Clubes marcados com * estão sem patrocínio master na camisa e os valores são de 2025. Levantamento feito pelo site Bolavip

Fim da euforia

A entrada das casas de apostas no futebol brasileiro levou os valores dos patrocínios para outro patamar. O maior deles é a Betano com o Flamengo, que paga R$ 268 milhões por ano. 

No entanto, após um boom das casas de apostas pagando cifras altíssimas, o mercado acredita que os valores serão mais realistas daqui pra frente. O professor de marketing esportivo da ESPM Ivan Martinho explica que o momento não pode ser visto como um estouro de bolha mas, sim, como o fim da euforia inicial do setor com o futebol.

########

> **O que fazer**
Por favor, responda: segundo o trecho selecionado, qual é o maior patrocínio de casa de apostas no futebol brasileiro e quanto ele paga por ano?

########

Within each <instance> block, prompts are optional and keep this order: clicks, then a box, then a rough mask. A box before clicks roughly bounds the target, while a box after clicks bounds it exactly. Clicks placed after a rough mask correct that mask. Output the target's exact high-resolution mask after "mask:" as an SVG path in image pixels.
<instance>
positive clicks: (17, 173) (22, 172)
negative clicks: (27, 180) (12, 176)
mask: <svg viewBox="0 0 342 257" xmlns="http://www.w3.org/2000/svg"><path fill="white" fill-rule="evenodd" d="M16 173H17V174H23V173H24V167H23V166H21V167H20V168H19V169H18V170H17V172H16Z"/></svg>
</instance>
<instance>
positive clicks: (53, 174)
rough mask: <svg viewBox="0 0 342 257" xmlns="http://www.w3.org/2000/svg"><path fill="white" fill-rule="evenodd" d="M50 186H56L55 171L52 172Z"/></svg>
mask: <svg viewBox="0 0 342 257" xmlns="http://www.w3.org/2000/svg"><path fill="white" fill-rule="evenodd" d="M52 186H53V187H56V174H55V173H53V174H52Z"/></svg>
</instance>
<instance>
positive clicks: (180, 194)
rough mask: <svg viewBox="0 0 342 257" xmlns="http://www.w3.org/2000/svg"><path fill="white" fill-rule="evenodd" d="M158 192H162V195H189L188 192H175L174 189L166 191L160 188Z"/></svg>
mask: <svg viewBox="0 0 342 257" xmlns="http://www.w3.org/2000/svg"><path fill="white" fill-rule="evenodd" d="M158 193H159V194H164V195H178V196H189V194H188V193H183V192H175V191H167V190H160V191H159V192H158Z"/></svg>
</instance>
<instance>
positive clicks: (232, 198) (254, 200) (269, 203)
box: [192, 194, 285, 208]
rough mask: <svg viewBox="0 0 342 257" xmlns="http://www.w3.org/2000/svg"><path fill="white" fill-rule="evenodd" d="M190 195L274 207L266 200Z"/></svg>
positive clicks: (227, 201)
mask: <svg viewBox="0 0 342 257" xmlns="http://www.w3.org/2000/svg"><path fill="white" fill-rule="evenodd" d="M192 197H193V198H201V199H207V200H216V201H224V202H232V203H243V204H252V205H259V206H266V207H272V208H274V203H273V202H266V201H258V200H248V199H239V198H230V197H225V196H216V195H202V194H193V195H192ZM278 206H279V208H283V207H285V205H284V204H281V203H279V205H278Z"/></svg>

########

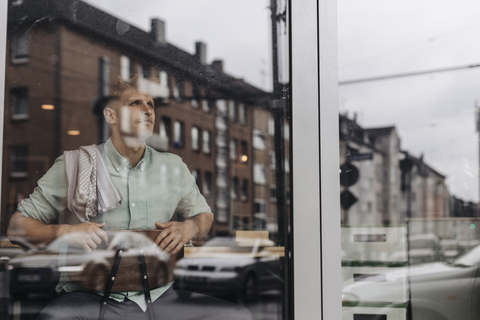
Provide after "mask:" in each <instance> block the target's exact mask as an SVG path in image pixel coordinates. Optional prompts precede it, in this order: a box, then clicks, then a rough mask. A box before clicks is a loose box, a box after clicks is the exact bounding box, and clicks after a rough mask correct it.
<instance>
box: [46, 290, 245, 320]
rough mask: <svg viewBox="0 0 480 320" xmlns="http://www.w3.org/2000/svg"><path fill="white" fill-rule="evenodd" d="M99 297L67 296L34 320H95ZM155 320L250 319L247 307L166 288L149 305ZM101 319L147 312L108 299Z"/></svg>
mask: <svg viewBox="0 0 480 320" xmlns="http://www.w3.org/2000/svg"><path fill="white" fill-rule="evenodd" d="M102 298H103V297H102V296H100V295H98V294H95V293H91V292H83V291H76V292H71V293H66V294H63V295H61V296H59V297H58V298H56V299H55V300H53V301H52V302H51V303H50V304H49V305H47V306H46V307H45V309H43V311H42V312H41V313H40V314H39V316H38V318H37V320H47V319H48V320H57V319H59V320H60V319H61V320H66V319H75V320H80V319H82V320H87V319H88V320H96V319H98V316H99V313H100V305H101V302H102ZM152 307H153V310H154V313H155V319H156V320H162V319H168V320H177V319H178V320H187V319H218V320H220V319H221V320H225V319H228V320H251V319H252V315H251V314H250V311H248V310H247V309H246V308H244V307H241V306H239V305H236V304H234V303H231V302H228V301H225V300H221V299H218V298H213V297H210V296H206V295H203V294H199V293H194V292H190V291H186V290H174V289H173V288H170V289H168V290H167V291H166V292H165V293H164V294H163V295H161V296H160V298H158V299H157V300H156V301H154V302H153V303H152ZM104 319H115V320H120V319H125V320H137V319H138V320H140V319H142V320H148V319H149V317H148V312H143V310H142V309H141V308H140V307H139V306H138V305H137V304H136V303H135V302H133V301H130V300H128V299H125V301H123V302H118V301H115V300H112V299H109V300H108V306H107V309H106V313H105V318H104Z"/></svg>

########

> **Resposta abaixo**
É o da Betano com o Flamengo, que paga R$ 268 milhões por ano.